■ TO DO
Return, word for word, only the lines of the data below that lie between the line with "Exercise. Label the tree" and the line with "Exercise. Label the balloon", those two lines included.

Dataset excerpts
====================
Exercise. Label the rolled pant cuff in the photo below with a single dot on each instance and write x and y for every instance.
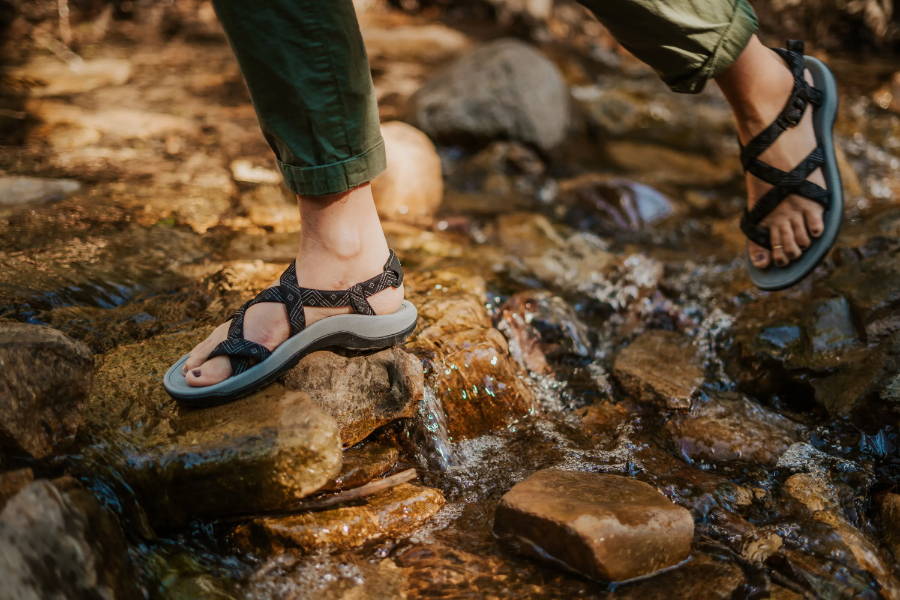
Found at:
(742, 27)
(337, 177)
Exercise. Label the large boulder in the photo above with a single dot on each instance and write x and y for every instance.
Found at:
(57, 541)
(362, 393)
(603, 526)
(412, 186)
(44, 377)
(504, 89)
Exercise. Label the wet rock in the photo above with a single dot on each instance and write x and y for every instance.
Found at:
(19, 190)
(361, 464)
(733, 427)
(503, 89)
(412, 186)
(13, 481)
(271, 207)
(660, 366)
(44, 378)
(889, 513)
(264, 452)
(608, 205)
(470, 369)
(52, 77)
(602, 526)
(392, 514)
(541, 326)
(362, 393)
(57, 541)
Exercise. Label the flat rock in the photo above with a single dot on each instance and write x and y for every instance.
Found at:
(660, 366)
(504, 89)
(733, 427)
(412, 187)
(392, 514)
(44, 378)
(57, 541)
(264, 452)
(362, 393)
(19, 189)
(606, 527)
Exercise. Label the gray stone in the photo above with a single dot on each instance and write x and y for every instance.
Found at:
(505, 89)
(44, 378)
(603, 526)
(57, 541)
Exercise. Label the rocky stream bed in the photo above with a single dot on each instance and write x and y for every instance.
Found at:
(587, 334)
====================
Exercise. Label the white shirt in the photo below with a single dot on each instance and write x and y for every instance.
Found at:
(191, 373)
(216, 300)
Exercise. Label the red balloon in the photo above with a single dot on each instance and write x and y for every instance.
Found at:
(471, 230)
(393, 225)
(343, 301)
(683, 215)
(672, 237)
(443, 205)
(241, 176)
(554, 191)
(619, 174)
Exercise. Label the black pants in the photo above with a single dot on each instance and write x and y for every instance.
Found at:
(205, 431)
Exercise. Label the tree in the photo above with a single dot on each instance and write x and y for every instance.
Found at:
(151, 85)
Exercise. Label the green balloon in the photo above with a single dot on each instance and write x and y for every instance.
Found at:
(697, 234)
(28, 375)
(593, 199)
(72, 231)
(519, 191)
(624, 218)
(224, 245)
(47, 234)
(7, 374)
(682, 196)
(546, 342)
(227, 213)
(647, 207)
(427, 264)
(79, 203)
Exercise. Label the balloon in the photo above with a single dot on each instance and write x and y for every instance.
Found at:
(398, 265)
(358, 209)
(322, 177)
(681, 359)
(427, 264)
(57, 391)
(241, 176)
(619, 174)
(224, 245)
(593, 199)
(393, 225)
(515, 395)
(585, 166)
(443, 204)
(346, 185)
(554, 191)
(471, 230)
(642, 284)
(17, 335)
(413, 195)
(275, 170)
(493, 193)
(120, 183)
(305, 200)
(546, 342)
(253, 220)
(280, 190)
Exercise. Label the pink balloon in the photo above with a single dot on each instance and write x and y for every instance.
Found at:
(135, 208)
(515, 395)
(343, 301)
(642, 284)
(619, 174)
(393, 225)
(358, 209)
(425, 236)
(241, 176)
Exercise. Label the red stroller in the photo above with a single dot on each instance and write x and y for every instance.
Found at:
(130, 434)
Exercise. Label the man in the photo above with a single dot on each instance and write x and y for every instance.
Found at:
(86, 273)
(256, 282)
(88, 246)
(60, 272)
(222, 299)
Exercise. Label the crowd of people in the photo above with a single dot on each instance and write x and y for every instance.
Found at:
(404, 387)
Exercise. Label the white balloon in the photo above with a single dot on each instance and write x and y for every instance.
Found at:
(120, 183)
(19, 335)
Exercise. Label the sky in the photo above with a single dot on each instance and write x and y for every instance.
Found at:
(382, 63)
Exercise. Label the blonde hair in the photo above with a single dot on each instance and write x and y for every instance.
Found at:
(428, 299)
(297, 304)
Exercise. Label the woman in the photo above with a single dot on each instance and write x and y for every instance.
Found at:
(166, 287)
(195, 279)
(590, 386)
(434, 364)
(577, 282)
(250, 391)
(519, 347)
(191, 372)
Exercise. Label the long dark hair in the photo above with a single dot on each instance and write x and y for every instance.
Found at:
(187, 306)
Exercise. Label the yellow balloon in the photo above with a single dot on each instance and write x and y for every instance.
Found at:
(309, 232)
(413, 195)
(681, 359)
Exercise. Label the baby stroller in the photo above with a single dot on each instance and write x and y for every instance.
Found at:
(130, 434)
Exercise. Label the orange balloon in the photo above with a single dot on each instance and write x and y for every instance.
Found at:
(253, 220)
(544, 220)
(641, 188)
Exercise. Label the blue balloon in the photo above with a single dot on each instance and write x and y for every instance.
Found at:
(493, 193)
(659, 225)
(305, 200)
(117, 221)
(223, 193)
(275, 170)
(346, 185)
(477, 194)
====================
■ ANSWER
Exercise. Label the tree in the photo above with a single dot on each instance and write x and y for every instance.
Found at:
(151, 85)
Exercise. Label the green balloon in the photo above with a single dot on each instance and write x and y for every instance.
Found at:
(697, 234)
(28, 375)
(593, 199)
(72, 231)
(519, 191)
(624, 218)
(224, 245)
(47, 234)
(7, 374)
(682, 196)
(546, 342)
(227, 213)
(647, 207)
(427, 264)
(79, 203)
Exercise. Label the balloon in the photo above with a single dot on each instance and write x and y for every instance.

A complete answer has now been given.